*TASK GOAL*:
Give the data below again, word for word.

*WORKING DATA*:
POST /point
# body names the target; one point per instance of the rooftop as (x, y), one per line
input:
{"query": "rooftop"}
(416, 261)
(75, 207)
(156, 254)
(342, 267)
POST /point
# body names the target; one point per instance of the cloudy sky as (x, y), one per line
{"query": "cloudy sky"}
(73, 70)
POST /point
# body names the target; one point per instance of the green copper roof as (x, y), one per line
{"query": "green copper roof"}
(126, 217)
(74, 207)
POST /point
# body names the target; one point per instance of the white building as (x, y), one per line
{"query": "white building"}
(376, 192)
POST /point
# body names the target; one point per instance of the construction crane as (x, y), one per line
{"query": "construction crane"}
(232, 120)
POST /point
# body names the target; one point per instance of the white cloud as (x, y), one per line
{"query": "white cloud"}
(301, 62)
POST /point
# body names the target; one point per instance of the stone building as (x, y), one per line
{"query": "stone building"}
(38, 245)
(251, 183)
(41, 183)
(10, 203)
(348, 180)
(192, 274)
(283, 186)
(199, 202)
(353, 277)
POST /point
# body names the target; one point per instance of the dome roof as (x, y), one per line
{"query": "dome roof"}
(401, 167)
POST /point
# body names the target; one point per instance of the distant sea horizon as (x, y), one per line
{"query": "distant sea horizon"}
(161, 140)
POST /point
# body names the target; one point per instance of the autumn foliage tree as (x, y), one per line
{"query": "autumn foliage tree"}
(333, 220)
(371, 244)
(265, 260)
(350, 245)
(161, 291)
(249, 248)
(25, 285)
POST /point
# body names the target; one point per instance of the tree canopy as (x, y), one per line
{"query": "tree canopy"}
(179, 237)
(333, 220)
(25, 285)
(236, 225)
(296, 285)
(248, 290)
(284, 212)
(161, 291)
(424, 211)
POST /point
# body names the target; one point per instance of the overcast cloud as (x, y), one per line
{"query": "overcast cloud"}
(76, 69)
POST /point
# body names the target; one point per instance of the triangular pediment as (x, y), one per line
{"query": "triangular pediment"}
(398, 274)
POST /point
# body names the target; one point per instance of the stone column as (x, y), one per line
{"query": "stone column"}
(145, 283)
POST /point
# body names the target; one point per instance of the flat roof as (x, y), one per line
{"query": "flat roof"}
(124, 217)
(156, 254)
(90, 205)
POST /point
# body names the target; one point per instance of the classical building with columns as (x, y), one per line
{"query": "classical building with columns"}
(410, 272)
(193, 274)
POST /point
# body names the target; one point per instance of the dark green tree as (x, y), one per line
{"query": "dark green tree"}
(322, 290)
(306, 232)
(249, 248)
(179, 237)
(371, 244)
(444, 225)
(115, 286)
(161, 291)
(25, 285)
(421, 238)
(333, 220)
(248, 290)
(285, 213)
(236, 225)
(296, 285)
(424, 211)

*RESPONSE TO THIS EXERCISE*:
POST /point
# body names the target; one point per instance of the rooftop as (x, y), one per line
input:
{"query": "rooftop"}
(416, 261)
(75, 207)
(156, 254)
(342, 267)
POST /point
# body names the target; one point per instance of the cloudy sky as (x, y), one per line
{"query": "cloudy sky"}
(73, 70)
POST /point
# body names the target; one point per instance of the green copper roof as (x, y), one per line
{"query": "green copper roof"}
(126, 217)
(74, 207)
POST /point
# body names the target; one point per instance of the white building as (x, y), one per line
{"query": "white building"}
(376, 192)
POST /point
# body names the target; one point per instance of the construction crane as (x, y), one per line
{"query": "construction crane"}
(232, 120)
POST /point
# body names the target; one point per instance of the white cloud as (x, y), one per line
{"query": "white cloud"}
(301, 62)
POST /point
# body names the target; one point per instance of the stone building as (x, y), one per line
{"query": "stone building"}
(38, 245)
(251, 183)
(41, 183)
(10, 203)
(348, 180)
(192, 274)
(283, 186)
(199, 202)
(353, 277)
POST /point
# body names the target; one point per instance of the dome roof as (x, y), one per line
{"query": "dome roof"}
(401, 167)
POST /point
# body names the target; one point per instance of the distant sea horizon as (x, y), one per line
{"query": "distant sea horizon"}
(161, 140)
POST /point
# body names the target; one point per instance of the autumn foliage tree as (x, y), one per line
{"query": "autumn foliage tree"}
(333, 220)
(371, 244)
(265, 260)
(350, 245)
(161, 291)
(249, 248)
(25, 285)
POST /point
# body names the target; one point per instance of the tree canopy as (x, y), one per line
{"query": "tree canopy"}
(179, 237)
(333, 220)
(25, 285)
(236, 225)
(296, 285)
(248, 290)
(284, 212)
(161, 291)
(424, 211)
POST /point
# body names the target; one point per instance of the overcast cloud as (x, y), one per line
{"query": "overcast cloud"}
(76, 69)
POST /point
# body names the target; one point per instance of the triangular pediment as (x, y), one per line
{"query": "triangular pediment"}
(398, 274)
POST /point
# body names the target; one point per instance of the stone column as (x, y), one per line
{"query": "stone column"}
(145, 283)
POST /point
# body names the target; one point per instance of the flat roof as (x, y), one per line
{"query": "flat roof"}
(124, 217)
(156, 254)
(90, 205)
POST /point
# body names the target; one point per instance of the classical building with columns as (x, y), one per line
{"query": "classical building with columns"}
(410, 272)
(193, 274)
POST /point
# body names the target; one point per instance of the dark green tree as (x, y), one per line
{"query": "dark green tree"}
(322, 290)
(306, 232)
(249, 248)
(179, 237)
(371, 244)
(444, 225)
(115, 286)
(161, 291)
(25, 285)
(421, 238)
(333, 220)
(248, 290)
(285, 213)
(236, 225)
(296, 285)
(424, 211)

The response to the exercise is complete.